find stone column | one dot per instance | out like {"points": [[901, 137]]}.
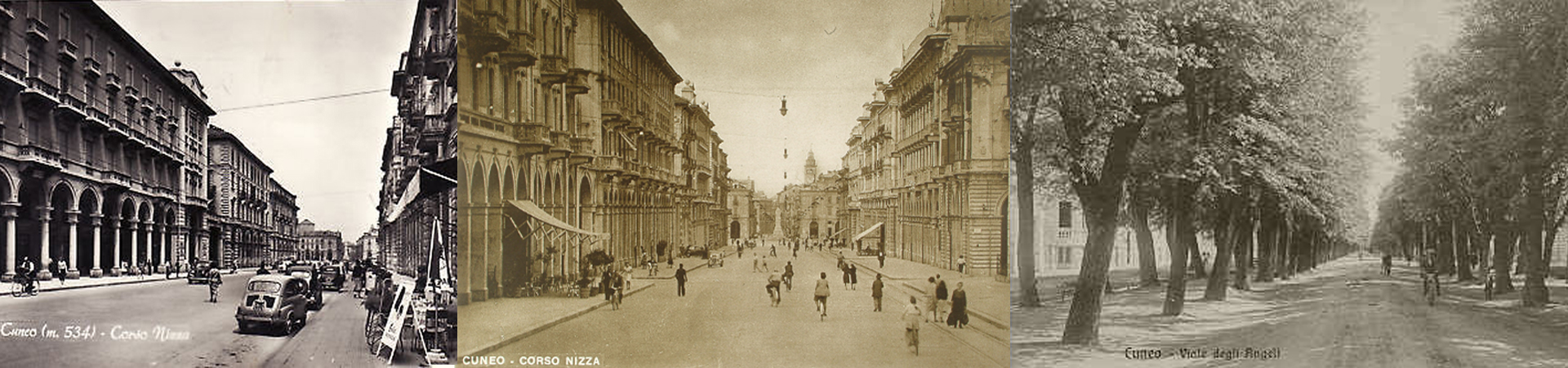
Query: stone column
{"points": [[98, 245], [71, 250], [42, 255], [8, 211], [136, 245], [163, 249]]}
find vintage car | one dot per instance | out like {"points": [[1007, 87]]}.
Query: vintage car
{"points": [[274, 301], [198, 274], [332, 277], [313, 284]]}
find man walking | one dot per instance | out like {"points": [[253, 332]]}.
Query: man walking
{"points": [[681, 280], [822, 294], [941, 296], [877, 293]]}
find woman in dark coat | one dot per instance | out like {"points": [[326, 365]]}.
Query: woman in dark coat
{"points": [[959, 316]]}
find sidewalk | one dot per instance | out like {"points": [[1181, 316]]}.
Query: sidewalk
{"points": [[988, 298], [497, 323], [95, 282]]}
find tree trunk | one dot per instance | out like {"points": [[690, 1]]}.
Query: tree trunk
{"points": [[1148, 272], [1503, 257], [1223, 243], [1534, 222], [1101, 199], [1462, 247], [1178, 228], [1024, 173], [1244, 245], [1267, 238]]}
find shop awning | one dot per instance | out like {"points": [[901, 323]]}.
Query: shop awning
{"points": [[867, 231], [430, 180], [529, 211]]}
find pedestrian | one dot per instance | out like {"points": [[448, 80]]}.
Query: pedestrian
{"points": [[604, 284], [681, 280], [855, 276], [930, 298], [877, 293], [789, 276], [845, 271], [822, 294], [941, 294], [773, 288], [960, 315], [911, 326]]}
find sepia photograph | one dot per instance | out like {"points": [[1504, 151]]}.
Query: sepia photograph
{"points": [[228, 183], [644, 183], [1317, 183]]}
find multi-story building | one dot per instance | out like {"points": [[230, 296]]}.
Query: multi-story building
{"points": [[574, 141], [930, 155], [368, 245], [242, 202], [417, 170], [742, 209], [283, 222], [318, 245], [100, 145], [811, 209]]}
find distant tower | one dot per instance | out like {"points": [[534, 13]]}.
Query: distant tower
{"points": [[811, 167]]}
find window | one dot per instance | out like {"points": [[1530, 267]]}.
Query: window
{"points": [[1065, 214]]}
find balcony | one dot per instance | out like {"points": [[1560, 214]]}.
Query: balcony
{"points": [[41, 93], [518, 54], [73, 107], [68, 51], [487, 30], [37, 30], [41, 156], [91, 68], [552, 68]]}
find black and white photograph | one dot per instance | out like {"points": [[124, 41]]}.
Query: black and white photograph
{"points": [[1316, 183], [647, 183], [228, 183]]}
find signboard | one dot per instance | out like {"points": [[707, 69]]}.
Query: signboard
{"points": [[394, 329]]}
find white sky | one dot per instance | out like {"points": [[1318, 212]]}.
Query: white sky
{"points": [[328, 153], [783, 47], [1397, 32]]}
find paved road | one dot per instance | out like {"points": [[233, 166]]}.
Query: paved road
{"points": [[1385, 321], [725, 320], [201, 334]]}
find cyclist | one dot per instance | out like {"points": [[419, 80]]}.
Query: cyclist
{"points": [[773, 288], [212, 285]]}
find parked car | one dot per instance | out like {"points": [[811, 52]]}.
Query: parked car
{"points": [[198, 274], [332, 277], [274, 301], [313, 284]]}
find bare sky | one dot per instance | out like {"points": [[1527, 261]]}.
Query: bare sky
{"points": [[1397, 32], [328, 153], [742, 56]]}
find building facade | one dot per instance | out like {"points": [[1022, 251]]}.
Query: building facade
{"points": [[929, 158], [417, 191], [811, 209], [100, 146], [245, 204], [574, 141], [283, 222]]}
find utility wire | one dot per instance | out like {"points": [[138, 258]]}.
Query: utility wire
{"points": [[298, 101]]}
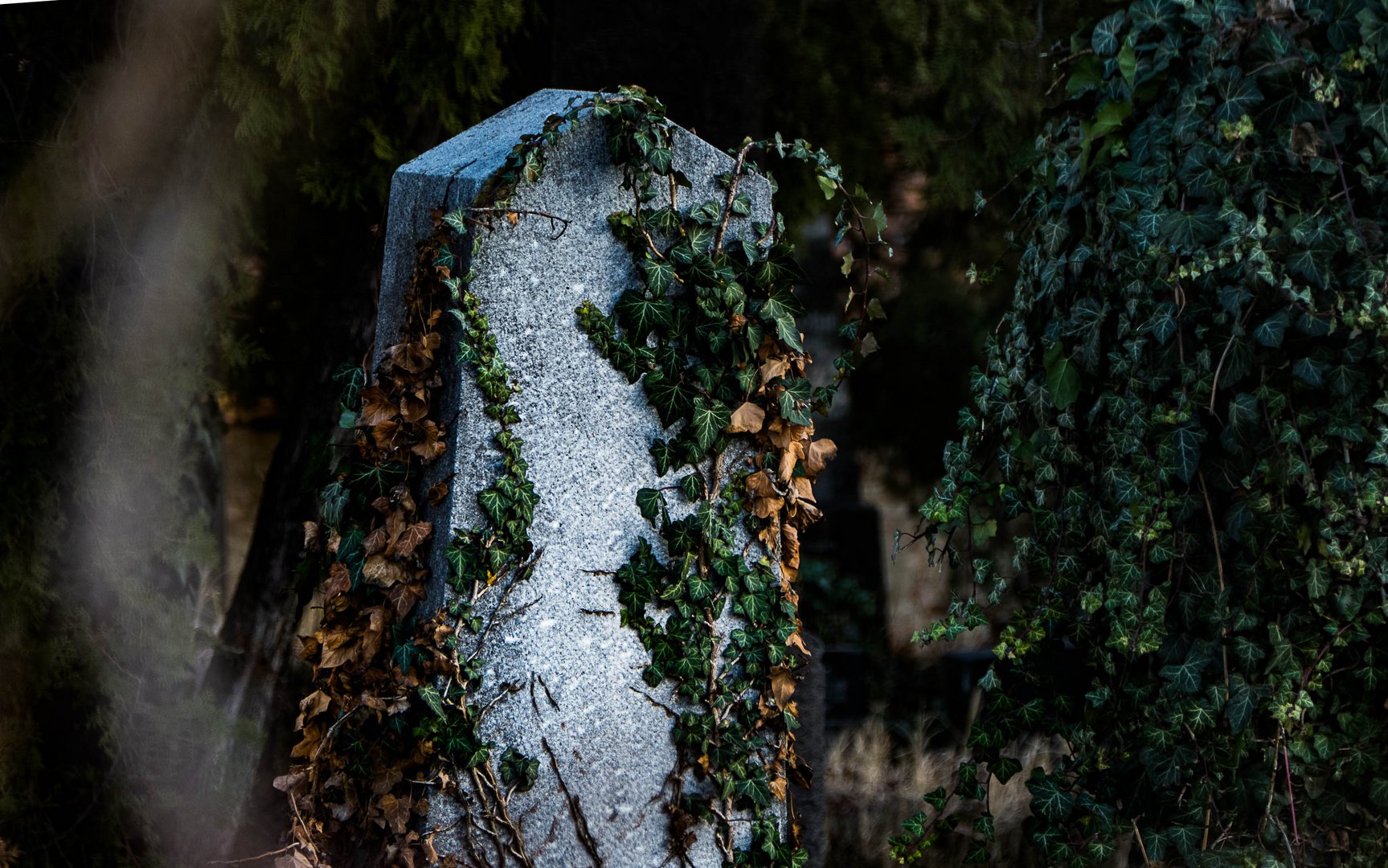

Problem requirements | Every record is to be reproduced exactly, with no pictures included.

Response area |
find stone column | one dot per instance | out like {"points": [[901, 137]]}.
Query: stone column
{"points": [[98, 245], [71, 250], [42, 255], [8, 211], [136, 245], [163, 249]]}
find vintage car | one dot per instance | out like {"points": [[1007, 87]]}.
Query: vintage car
{"points": [[274, 301], [198, 274], [332, 277], [313, 284]]}
find man walking | one dot per instance | out like {"points": [[253, 332]]}.
Query: man walking
{"points": [[681, 280], [822, 294], [941, 296], [877, 293]]}
find woman in dark coat | one dot per instance | out like {"points": [[326, 365]]}.
Query: woman in dark coat
{"points": [[959, 316]]}
find sidewalk | one dot per instance | out like {"points": [[1181, 316]]}.
Query: sidewalk
{"points": [[988, 298], [497, 323], [95, 282]]}
find tree trunk | one dot per instance | out like {"points": [[690, 1]]}.
Query: tree trunk
{"points": [[1148, 272], [1503, 257], [1223, 243], [1534, 222], [1101, 199], [1462, 247], [1178, 228], [1024, 173], [1244, 245], [1267, 238]]}
find shop awning | one dot per instance | out like {"points": [[901, 323]]}.
Query: shop awning
{"points": [[867, 231], [430, 180], [529, 211]]}
find pedestrian | one dot per instance | out like {"points": [[448, 80]]}.
Query: pedestrian
{"points": [[604, 284], [681, 280], [855, 276], [930, 298], [877, 293], [789, 276], [845, 271], [822, 294], [941, 294], [773, 288], [960, 315], [911, 326]]}
find sepia photograph | one dot per instance | out like {"points": [[1504, 151]]}.
Query: sepia photograph
{"points": [[228, 183], [644, 183], [1317, 183]]}
find multi-story building | one dot per instance | out like {"points": [[230, 296]]}.
Query: multi-story building
{"points": [[574, 141], [930, 155], [368, 245], [242, 202], [417, 170], [742, 209], [283, 222], [318, 245], [100, 145], [811, 209]]}
find distant tower | one dot per instance | out like {"points": [[534, 13]]}.
Query: distant tower
{"points": [[811, 167]]}
find window | one dot per instance | out like {"points": [[1530, 267]]}.
Query: window
{"points": [[1065, 214]]}
find balcony | one dot per instance | out like {"points": [[1560, 214]]}.
Query: balcony
{"points": [[41, 93], [518, 54], [73, 107], [68, 51], [487, 30], [37, 30], [41, 156], [91, 68], [552, 68]]}
find black and white photograph | one dot per instance | out like {"points": [[124, 41]]}.
Query: black and white photograph
{"points": [[1316, 183], [647, 183], [228, 183]]}
find signboard | one dot per instance | out like {"points": [[707, 69]]}.
Query: signboard
{"points": [[394, 329]]}
find white sky | one dot per instance | out like {"points": [[1318, 212]]}.
Query: white sky
{"points": [[328, 153], [783, 47], [1397, 32]]}
find paved road | one dot per instance | out like {"points": [[233, 166]]}.
Query: paved road
{"points": [[1385, 321], [725, 320], [201, 334]]}
find cyclist | one dot per instance | out like {"points": [[419, 80]]}.
Query: cyclist
{"points": [[773, 288], [212, 285]]}
find parked car | one dot per instance | out like {"points": [[811, 52]]}.
Query: parked car
{"points": [[198, 274], [332, 277], [274, 301], [313, 284]]}
find bare sky | one dot per instance | out like {"points": [[1527, 261]]}.
Query: bare sky
{"points": [[1397, 32], [328, 153], [742, 56]]}
find building facade | one dot per instance | out like {"points": [[1022, 251]]}.
Query: building facade
{"points": [[929, 158], [417, 191], [811, 209], [100, 146], [245, 204], [574, 141], [283, 222]]}
find utility wire | one dot per instance | out like {"points": [[138, 258]]}.
Query: utility wire
{"points": [[298, 101]]}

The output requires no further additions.